イ 税の質疑応答事例の公表等【平成15年度以降逐次実施】

 過去の事例を収集した「質疑応答事例集」は、各税務署において、課税処理の統一性を確保するために用いられ、納税者からの照会等に対し、税法の解釈・適用等を説明する際に、必要に応じて閲覧に供している。しかしながら、納税者は実際に税務署を訪問しなければ閲覧することはできず、必ずしも納税者のニーズを充足しているものとはいえない現状にある。
 更なる納税者の利便性を高めるため、できる限り多くの質疑応答事例を国税庁のホームページに掲載するなどの情報開示を積極的に行うべきである。また、海外企業や外国人からのアクセスにも対応するため、ホームページにおける法令解釈に関する情報について、英訳版の充実も検討すべきである。

## [抜粋データ]
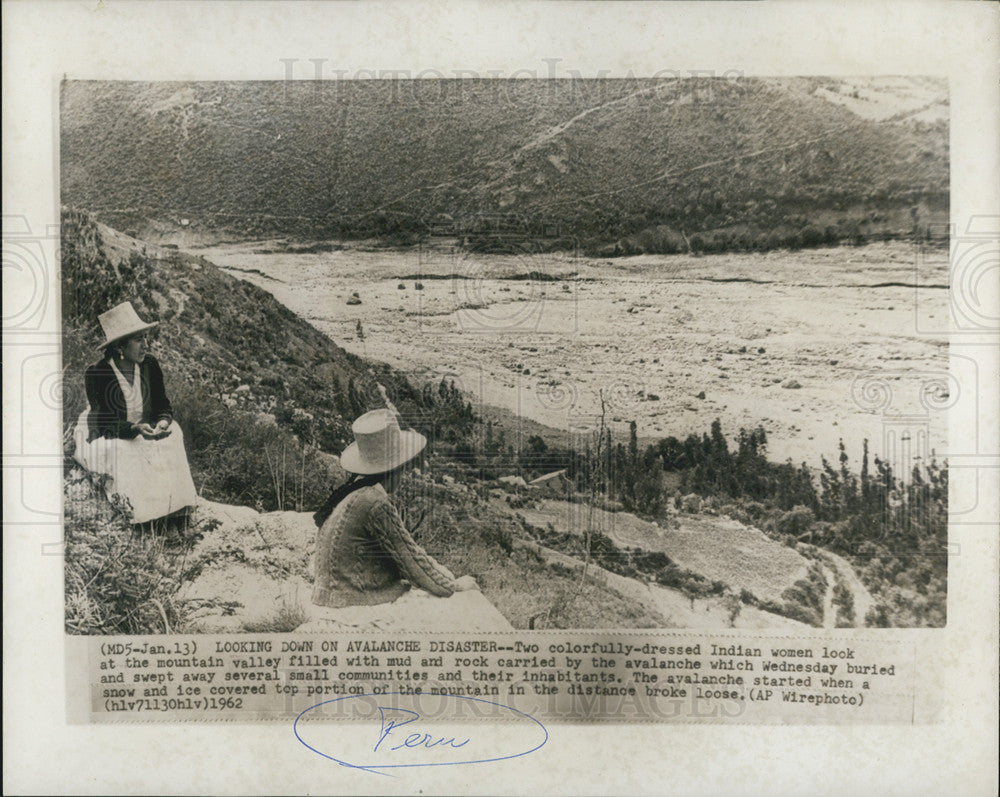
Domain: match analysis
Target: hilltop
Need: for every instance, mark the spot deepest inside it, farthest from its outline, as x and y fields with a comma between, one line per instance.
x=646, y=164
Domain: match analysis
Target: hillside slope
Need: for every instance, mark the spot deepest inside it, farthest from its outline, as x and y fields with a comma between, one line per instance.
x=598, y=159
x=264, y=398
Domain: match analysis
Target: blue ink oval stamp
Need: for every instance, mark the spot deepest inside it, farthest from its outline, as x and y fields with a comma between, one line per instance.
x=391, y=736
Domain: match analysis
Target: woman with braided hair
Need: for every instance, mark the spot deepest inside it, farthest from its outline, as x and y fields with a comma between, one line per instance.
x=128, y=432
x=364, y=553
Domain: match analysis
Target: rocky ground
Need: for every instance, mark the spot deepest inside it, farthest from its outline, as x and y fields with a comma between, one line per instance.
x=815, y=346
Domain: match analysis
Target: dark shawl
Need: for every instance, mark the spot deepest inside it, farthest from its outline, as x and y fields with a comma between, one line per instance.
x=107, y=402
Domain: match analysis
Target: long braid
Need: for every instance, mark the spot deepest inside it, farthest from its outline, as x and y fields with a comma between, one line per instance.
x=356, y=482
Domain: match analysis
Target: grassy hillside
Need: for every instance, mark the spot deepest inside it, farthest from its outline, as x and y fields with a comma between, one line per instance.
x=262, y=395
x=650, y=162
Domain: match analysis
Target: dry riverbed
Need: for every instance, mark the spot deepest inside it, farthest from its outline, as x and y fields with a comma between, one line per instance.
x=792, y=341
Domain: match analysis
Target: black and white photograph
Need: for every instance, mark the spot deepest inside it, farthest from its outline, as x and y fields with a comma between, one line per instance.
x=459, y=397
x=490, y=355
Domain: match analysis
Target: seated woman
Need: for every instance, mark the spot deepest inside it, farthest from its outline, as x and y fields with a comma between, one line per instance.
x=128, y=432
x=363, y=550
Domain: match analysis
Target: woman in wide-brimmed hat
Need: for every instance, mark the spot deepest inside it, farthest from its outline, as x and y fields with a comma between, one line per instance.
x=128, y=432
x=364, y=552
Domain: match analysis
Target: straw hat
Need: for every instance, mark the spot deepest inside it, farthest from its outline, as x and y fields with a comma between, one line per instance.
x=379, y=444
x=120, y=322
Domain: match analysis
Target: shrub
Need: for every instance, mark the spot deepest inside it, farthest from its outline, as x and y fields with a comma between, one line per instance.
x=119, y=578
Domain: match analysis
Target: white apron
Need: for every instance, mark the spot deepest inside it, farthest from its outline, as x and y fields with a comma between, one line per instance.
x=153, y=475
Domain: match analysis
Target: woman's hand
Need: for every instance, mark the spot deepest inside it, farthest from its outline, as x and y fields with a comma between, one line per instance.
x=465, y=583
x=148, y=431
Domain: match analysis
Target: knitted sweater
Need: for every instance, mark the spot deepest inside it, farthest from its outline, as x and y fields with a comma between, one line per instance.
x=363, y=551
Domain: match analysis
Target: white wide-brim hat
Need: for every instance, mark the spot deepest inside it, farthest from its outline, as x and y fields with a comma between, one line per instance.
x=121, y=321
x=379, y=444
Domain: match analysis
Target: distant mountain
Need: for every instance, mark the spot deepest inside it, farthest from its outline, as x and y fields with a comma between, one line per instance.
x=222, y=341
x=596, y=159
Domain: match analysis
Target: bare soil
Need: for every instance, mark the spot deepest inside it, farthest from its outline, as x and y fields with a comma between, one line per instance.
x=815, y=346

## [課題の指示]
ページ抜粋のうち、「過去の事例を収集した「質疑応」から「ものとはいえない現状にある。」までの部分を、一字も変えずに書き写してください。 これらの記録は、ページ抜粋とは別の出典から取られたものです。

## [解答欄]
過去の事例を収集した「質疑応答事例集」は、各税務署において、課税処理の統一性を確保するために用いられ、納税者からの照会等に対し、税法の解釈・適用等を説明する際に、必要に応じて閲覧に供している。しかしながら、納税者は実際に税務署を訪問しなければ閲覧することはできず、必ずしも納税者のニーズを充足しているものとはいえない現状にある。